## Task requirements
The whole listing needs retyping exactly; keep the pictures out of it.

## Extracted entries
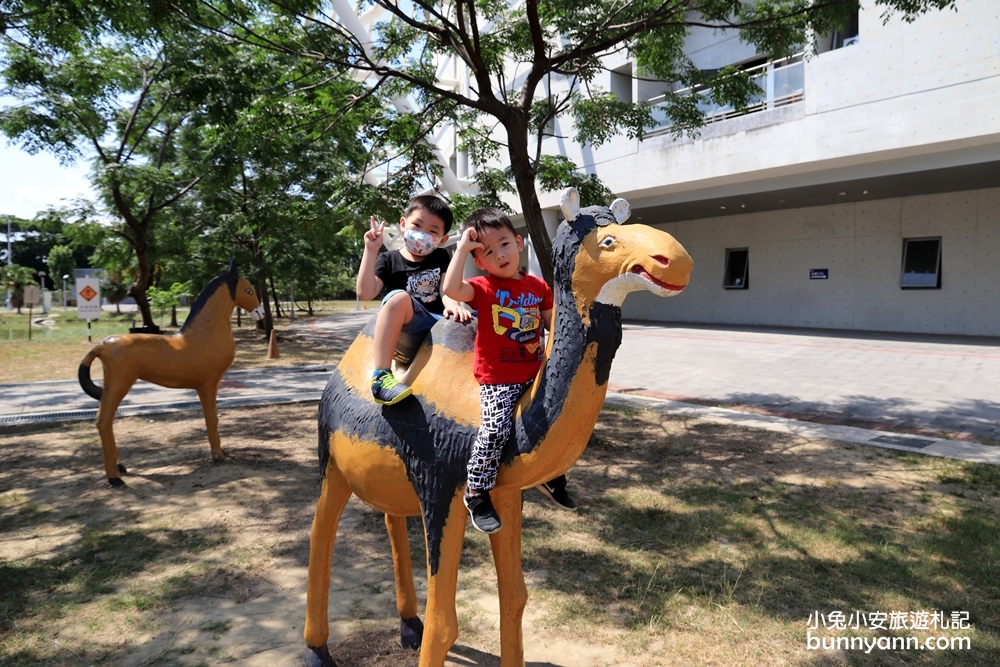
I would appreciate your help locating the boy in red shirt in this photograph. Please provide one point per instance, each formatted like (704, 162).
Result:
(512, 307)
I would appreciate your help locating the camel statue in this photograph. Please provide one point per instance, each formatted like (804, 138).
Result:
(410, 459)
(196, 357)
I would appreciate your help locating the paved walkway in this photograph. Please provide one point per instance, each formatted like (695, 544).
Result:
(933, 394)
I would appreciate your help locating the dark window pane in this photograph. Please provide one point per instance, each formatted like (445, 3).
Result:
(737, 269)
(921, 263)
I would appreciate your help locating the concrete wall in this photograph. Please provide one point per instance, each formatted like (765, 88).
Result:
(918, 91)
(861, 246)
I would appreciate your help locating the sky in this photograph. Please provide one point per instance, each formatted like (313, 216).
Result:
(33, 183)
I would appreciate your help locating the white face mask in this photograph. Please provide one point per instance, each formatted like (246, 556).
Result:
(420, 243)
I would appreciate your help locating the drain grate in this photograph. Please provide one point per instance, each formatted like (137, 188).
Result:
(903, 441)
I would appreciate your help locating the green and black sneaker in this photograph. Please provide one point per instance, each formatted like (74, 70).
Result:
(387, 391)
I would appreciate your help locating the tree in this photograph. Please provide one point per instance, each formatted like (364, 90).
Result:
(283, 171)
(161, 299)
(114, 288)
(14, 277)
(514, 52)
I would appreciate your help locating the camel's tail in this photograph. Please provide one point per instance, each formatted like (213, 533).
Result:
(88, 385)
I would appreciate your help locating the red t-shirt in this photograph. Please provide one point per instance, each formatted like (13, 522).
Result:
(508, 340)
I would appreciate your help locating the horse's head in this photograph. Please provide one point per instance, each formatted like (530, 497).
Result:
(244, 295)
(612, 259)
(246, 298)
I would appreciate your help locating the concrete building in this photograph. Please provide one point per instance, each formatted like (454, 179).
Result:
(863, 193)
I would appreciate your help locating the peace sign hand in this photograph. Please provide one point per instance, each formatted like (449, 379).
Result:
(373, 237)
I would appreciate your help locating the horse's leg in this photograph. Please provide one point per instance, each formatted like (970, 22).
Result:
(410, 628)
(506, 545)
(207, 395)
(332, 498)
(441, 628)
(114, 391)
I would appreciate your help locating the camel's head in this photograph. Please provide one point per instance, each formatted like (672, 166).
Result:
(612, 259)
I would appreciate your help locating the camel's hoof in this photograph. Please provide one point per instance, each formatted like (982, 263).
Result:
(318, 657)
(411, 632)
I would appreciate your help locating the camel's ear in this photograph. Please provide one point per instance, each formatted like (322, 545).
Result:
(621, 210)
(570, 204)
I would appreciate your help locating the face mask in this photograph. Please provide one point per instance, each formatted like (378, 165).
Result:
(420, 243)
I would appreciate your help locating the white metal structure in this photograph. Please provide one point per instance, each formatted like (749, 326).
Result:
(883, 138)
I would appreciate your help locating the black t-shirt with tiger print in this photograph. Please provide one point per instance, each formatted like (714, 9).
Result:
(421, 279)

## Your response
I would appreciate your help locating the boy in red shirt in this photograph. Please provide one point per instance, each formatted like (704, 162).
Result:
(512, 307)
I would appreciate your help locating the camel statue in this photograph. Please provide one point per instance, each formatted like (804, 138).
Result:
(410, 459)
(196, 357)
I would appreciate your help locating the paved walkway in this photograph. Please provide one point per instance, each formatted like (695, 544).
Result:
(933, 394)
I would appreciate your help locating the dark window pane in this photograph. Please provide one point per instance, each formatted like (445, 3).
Result:
(737, 269)
(921, 263)
I would appreciate your help locating the concrete wall in this photograph. Please provide one point per instance, each formatted like (765, 88).
Result:
(918, 91)
(861, 246)
I would appreciate your help locating the sky in this photograph. Please provide one point per instance, each formatted like (313, 216).
Result:
(33, 183)
I would appreciate your help locating the white face mask in this photograph. Please provide one point per instance, each formatted like (246, 556).
Result:
(420, 243)
I would appreciate your help locating the drain grate in this photograph. Please provide one point per instance, each formatted like (137, 188).
Result:
(903, 441)
I would appreciate your help locating the green and black sneaker in this photograph. Please provide one point per instance, each formatted like (74, 70).
Result:
(387, 391)
I would appreciate your help locating the tree in this photograph. Please provide one point per instance, each formatted like (364, 90).
Result:
(283, 171)
(161, 299)
(114, 288)
(14, 277)
(514, 52)
I would appreciate your help locating the camel's tail in this photograph. Please provide one point per instance, each formatted like (213, 533).
Result:
(88, 385)
I would appreciate your help locating the red t-shirt in this photograph. Please provide one point per instance, each formatted like (13, 522).
Result:
(508, 340)
I would appreciate your help locating the horse's head in this photograph. Please provide one point per instance, each formatted like (530, 497).
Result:
(244, 295)
(612, 259)
(246, 298)
I would appreciate your help locating the concrete building in this photograph. Please provide one point per instance, each formatted like (454, 179).
Result:
(863, 193)
I would appreciate your help locating the peace sign hand in this photograph. Please provide one point per instance, each formatted like (449, 379).
Result:
(373, 237)
I would appreciate your help locating the horse's leg in this photograph. Please provide one point per instance, each formatted like (970, 22).
Result:
(410, 628)
(506, 545)
(207, 395)
(332, 498)
(441, 628)
(114, 391)
I would appreciate your help locating the camel's head in this photograph. Please provide one point per instance, each formatted like (672, 166).
Result:
(612, 259)
I would appreciate your help locating the camel's hoof in this photograph. Please provide one point per instance, each formatted like (982, 263).
Result:
(318, 657)
(411, 632)
I would appreciate your help locating the camel's ear in this photograph. Please provide one point per instance, each formatted like (322, 545).
Result:
(621, 210)
(570, 204)
I would appreciate your help locating the face mask in this photograph. Please provide one point per instance, each formatted like (378, 165).
Result:
(420, 243)
I would appreciate your help locating the white metal structure in this photograph. Please provide one point per instance, each formatted like (749, 326).
Result:
(883, 138)
I would appreciate your help locating the black t-shirt with tiger print in this photograph. Please provide one point per instance, each formatted like (714, 9).
Result:
(421, 279)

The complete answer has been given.